* **Source text**
(begin)

- Conference: Missouri Valley Football Conference
- Record: 1–10 (0–8 MVFC)
- Head coach: Don Patterson (10th season; first 3 games); Mark Hendrickson (interim, final 8 games);
- Defensive coordinator: Thomas Casey (5th season)
- Home stadium: Hanson Field

= 2009 Western Illinois Leathernecks football team =

American college football season

The 2009 Western Illinois Leathernecks football team represented Western Illinois University as a member of the in Missouri Valley Football Conference (MVFC) during the 2009 NCAA Division I FCS football season. The team was led by head coaches Mark Hendrickson and Don Patterson, who left the team late in the 2008 season due to health problems. The 2009 season was Patterson's last with Western Illinois. He coached the first three games before stepping down, ceding the head coaching duties to Hendrickson. Western Illinois compiling an overall record of 1–10 with a mark of 0–8 in conference play, placing last out of nine teams in the MVFC. The team played home games at Hanson Field in Macomb, Illinois.

(end)

* **Prompt A**
Reproduce the stretch of the season summary from "- Home stadium: Hanson" through "in Macomb, Illinois.".
* **Prompt B**
Name every person mentioned in the season summary.
* **Prompt C**
Translate this sentence from the season summary into Spanish: "The team played home games at Hanson Field in Macomb, Illinois."

* **Provided material**
(begin)

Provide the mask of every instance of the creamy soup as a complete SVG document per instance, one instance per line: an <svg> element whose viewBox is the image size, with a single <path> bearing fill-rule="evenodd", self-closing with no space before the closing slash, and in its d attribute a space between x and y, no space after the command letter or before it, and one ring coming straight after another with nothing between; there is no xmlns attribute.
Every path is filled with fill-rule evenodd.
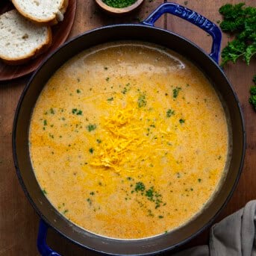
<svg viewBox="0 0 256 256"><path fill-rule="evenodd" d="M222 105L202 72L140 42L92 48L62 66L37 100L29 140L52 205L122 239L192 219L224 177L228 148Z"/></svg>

(end)

* **Full solution A**
- Home stadium: Hanson Field

= 2009 Western Illinois Leathernecks football team =

American college football season

The 2009 Western Illinois Leathernecks football team represented Western Illinois University as a member of the in Missouri Valley Football Conference (MVFC) during the 2009 NCAA Division I FCS football season. The team was led by head coaches Mark Hendrickson and Don Patterson, who left the team late in the 2008 season due to health problems. The 2009 season was Patterson's last with Western Illinois. He coached the first three games before stepping down, ceding the head coaching duties to Hendrickson. Western Illinois compiling an overall record of 1–10 with a mark of 0–8 in conference play, placing last out of nine teams in the MVFC. The team played home games at Hanson Field in Macomb, Illinois.

* **Full solution B**
Don Patterson, Mark Hendrickson, Thomas Casey

* **Full solution C**
El equipo jugaba sus partidos como local en Hanson Field, en Macomb, Illinois.